▶ _Problem details_: Copy each of the records below word for word, leaving out the pictures.
>> begin Record extracts
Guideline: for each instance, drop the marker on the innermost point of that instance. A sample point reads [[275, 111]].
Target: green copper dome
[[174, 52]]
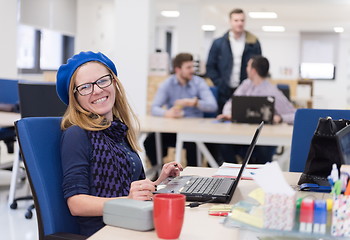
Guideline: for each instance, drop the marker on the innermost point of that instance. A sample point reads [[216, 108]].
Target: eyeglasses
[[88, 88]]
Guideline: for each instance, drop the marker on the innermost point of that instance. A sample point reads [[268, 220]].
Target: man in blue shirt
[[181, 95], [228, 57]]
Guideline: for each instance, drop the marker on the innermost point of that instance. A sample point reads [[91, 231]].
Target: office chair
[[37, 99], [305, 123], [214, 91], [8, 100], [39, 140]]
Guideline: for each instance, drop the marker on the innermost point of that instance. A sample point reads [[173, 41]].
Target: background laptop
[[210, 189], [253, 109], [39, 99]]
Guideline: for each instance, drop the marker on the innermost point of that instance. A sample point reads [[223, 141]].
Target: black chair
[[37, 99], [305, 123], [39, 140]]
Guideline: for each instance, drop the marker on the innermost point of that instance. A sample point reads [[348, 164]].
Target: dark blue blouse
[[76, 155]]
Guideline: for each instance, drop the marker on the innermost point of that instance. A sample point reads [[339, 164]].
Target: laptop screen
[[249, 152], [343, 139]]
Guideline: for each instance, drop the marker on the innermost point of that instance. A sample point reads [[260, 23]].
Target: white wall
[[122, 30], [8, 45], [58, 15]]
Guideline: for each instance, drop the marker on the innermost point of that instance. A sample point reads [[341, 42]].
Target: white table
>> end Record extracts
▶ _Answer to the task_:
Guideline: for each instance, drop the marker on the innermost point of that instance. A sample point reads [[275, 111]].
Target: green copper dome
[[174, 52]]
Guideline: for each instance, drop the marker on the innermost point of that instance. A sample point reads [[216, 108]].
Target: eyeglasses
[[88, 88]]
Guideline: for each instance, drop the marker on the innermost point of that instance. A sample point reads [[268, 220]].
Target: man in blue shirt
[[181, 95], [228, 57]]
Guideline: for each instance, drop the marker on the innermost point of that instance. A sample point reads [[91, 231]].
Target: office chair
[[37, 99], [305, 123], [214, 91], [8, 100], [39, 140]]
Guideline: for each instance, drop the marker on the innermost point of that instance. A sample point reads [[173, 41]].
Target: background laptop
[[210, 189], [253, 109], [39, 99]]
Guideline: for each instance, drop the marker on the innermost point of that instance. A sample point reads [[223, 141]].
Target: black chair
[[37, 99], [305, 123], [39, 140]]
Guideline: for each instance, drop the marker on the innermost point of that instance. A sample point reads [[348, 164]].
Target: dark blue blouse
[[76, 155]]
Guideline: for each instance, drop the marker on the innermost point of that instance. A sample point reads [[339, 164]].
Target: laptop screen
[[249, 152], [343, 139]]
Guideline: for each instance, drop the marker on the innermost point of that instance. A sample point reads [[260, 23]].
Target: white wall
[[122, 30], [8, 45], [58, 15]]
Guideline: for each instance, drop the marker on the innermost point of that instance. A sample point reads [[341, 42]].
Target: white table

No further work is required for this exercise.